Locate each line in the records below that contains the word "window" and copy those lines.

.....

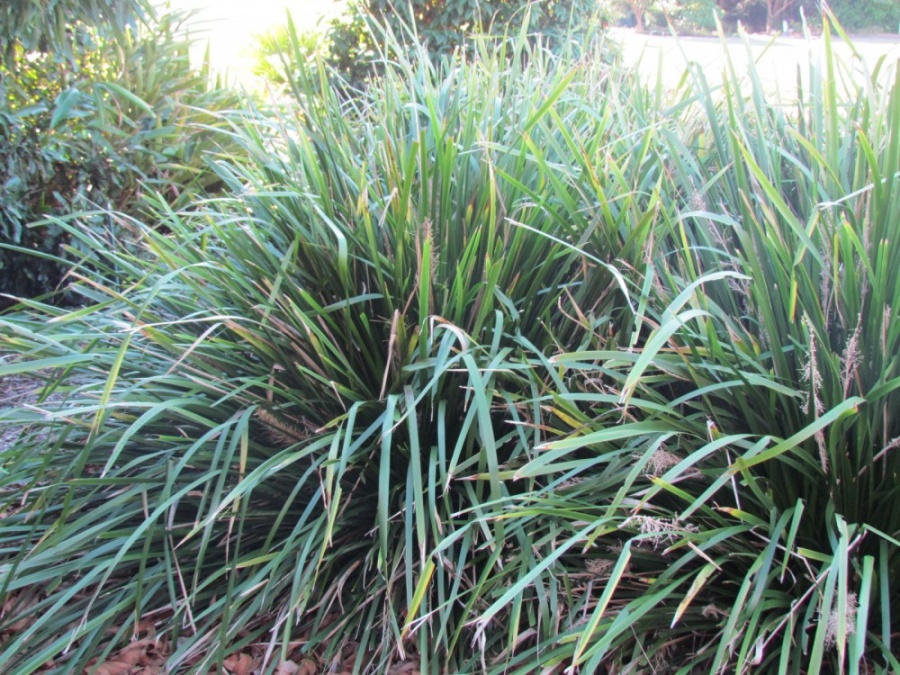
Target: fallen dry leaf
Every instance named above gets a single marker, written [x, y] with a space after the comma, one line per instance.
[405, 668]
[287, 668]
[239, 664]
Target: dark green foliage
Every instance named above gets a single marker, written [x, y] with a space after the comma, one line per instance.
[356, 39]
[47, 25]
[92, 133]
[879, 15]
[506, 365]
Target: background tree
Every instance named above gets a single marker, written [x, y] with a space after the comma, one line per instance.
[99, 104]
[637, 8]
[46, 25]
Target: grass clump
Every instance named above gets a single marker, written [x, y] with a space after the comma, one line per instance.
[505, 365]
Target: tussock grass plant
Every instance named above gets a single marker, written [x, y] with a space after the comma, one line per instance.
[508, 365]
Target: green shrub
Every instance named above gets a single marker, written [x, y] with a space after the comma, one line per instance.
[357, 39]
[339, 355]
[511, 365]
[125, 118]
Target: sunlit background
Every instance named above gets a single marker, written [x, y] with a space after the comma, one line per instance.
[231, 26]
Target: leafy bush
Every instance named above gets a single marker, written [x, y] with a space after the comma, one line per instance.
[507, 365]
[124, 118]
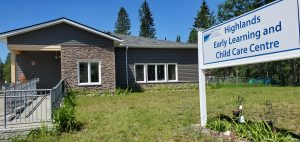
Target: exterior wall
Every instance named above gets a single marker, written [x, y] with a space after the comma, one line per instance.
[46, 68]
[61, 34]
[187, 60]
[70, 55]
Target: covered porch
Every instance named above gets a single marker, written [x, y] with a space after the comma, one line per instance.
[36, 61]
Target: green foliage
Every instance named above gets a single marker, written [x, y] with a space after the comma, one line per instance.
[254, 131]
[1, 71]
[122, 25]
[204, 20]
[122, 92]
[43, 134]
[147, 28]
[64, 117]
[219, 125]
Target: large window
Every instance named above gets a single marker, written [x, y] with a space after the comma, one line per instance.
[140, 73]
[89, 73]
[155, 72]
[172, 72]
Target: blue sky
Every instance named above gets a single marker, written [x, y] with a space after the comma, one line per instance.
[171, 18]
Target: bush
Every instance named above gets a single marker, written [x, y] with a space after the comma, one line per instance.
[254, 131]
[121, 92]
[219, 125]
[64, 117]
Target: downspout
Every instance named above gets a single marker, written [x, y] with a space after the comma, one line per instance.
[126, 55]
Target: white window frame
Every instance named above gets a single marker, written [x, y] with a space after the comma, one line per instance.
[176, 72]
[89, 83]
[156, 74]
[145, 78]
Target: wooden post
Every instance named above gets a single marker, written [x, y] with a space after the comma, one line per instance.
[202, 85]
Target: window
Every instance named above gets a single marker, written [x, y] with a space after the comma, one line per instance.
[151, 72]
[155, 72]
[140, 73]
[172, 72]
[89, 73]
[161, 72]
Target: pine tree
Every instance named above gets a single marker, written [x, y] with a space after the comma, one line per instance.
[204, 20]
[147, 28]
[1, 71]
[122, 25]
[233, 8]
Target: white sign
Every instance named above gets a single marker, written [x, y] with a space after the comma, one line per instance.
[266, 34]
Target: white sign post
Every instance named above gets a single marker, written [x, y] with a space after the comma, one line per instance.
[266, 34]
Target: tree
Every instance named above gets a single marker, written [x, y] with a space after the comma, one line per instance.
[7, 69]
[178, 39]
[122, 25]
[233, 8]
[204, 20]
[147, 28]
[1, 71]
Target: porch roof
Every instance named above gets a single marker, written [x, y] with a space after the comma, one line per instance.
[4, 35]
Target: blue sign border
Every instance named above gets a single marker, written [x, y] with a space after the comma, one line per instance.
[297, 48]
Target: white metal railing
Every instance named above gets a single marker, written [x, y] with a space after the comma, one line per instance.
[29, 106]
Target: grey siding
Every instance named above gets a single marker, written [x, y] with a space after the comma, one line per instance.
[61, 34]
[187, 60]
[46, 68]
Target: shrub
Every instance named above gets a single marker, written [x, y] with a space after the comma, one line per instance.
[254, 131]
[64, 117]
[120, 91]
[219, 125]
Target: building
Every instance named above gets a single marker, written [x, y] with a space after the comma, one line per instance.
[89, 58]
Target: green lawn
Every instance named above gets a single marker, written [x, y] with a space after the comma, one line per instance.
[168, 115]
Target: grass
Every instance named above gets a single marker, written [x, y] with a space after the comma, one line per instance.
[167, 115]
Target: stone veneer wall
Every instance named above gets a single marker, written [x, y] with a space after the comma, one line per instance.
[70, 55]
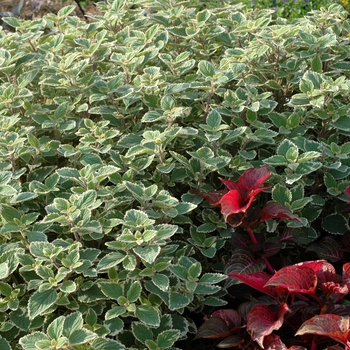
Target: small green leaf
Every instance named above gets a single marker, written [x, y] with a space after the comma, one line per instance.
[39, 302]
[206, 68]
[134, 291]
[141, 332]
[178, 300]
[148, 315]
[81, 336]
[335, 224]
[161, 281]
[148, 253]
[281, 194]
[167, 338]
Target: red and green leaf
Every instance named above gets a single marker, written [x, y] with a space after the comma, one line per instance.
[274, 210]
[329, 325]
[262, 321]
[294, 279]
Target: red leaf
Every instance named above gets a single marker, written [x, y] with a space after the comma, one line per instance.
[330, 325]
[261, 321]
[256, 280]
[230, 316]
[273, 342]
[346, 274]
[347, 192]
[295, 279]
[274, 210]
[324, 271]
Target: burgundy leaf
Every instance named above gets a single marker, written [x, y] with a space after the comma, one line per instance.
[345, 241]
[256, 280]
[346, 274]
[261, 321]
[327, 248]
[274, 342]
[295, 279]
[347, 192]
[213, 328]
[274, 210]
[324, 270]
[330, 325]
[231, 342]
[332, 289]
[230, 316]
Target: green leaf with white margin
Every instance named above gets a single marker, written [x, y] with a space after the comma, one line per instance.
[39, 302]
[148, 253]
[73, 322]
[106, 344]
[81, 336]
[136, 218]
[335, 224]
[212, 278]
[167, 338]
[281, 194]
[22, 197]
[206, 68]
[86, 199]
[148, 315]
[4, 270]
[134, 291]
[141, 332]
[178, 300]
[285, 146]
[9, 213]
[4, 344]
[161, 281]
[28, 341]
[55, 329]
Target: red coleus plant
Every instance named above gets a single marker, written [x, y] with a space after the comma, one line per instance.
[238, 197]
[304, 297]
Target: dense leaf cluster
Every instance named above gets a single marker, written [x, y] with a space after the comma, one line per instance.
[110, 129]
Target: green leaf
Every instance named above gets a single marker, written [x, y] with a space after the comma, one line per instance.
[284, 147]
[4, 344]
[86, 200]
[206, 68]
[81, 336]
[55, 328]
[316, 64]
[110, 260]
[111, 289]
[281, 194]
[106, 344]
[335, 224]
[39, 302]
[141, 332]
[28, 341]
[161, 281]
[22, 197]
[178, 300]
[167, 338]
[212, 278]
[148, 253]
[134, 291]
[148, 315]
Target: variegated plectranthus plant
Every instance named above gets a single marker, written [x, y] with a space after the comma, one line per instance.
[112, 131]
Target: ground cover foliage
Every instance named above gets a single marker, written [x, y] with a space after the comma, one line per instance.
[111, 134]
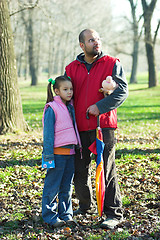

.....

**COMPLETED EXERCISE:**
Target: large window
Target: white window frame
Target: window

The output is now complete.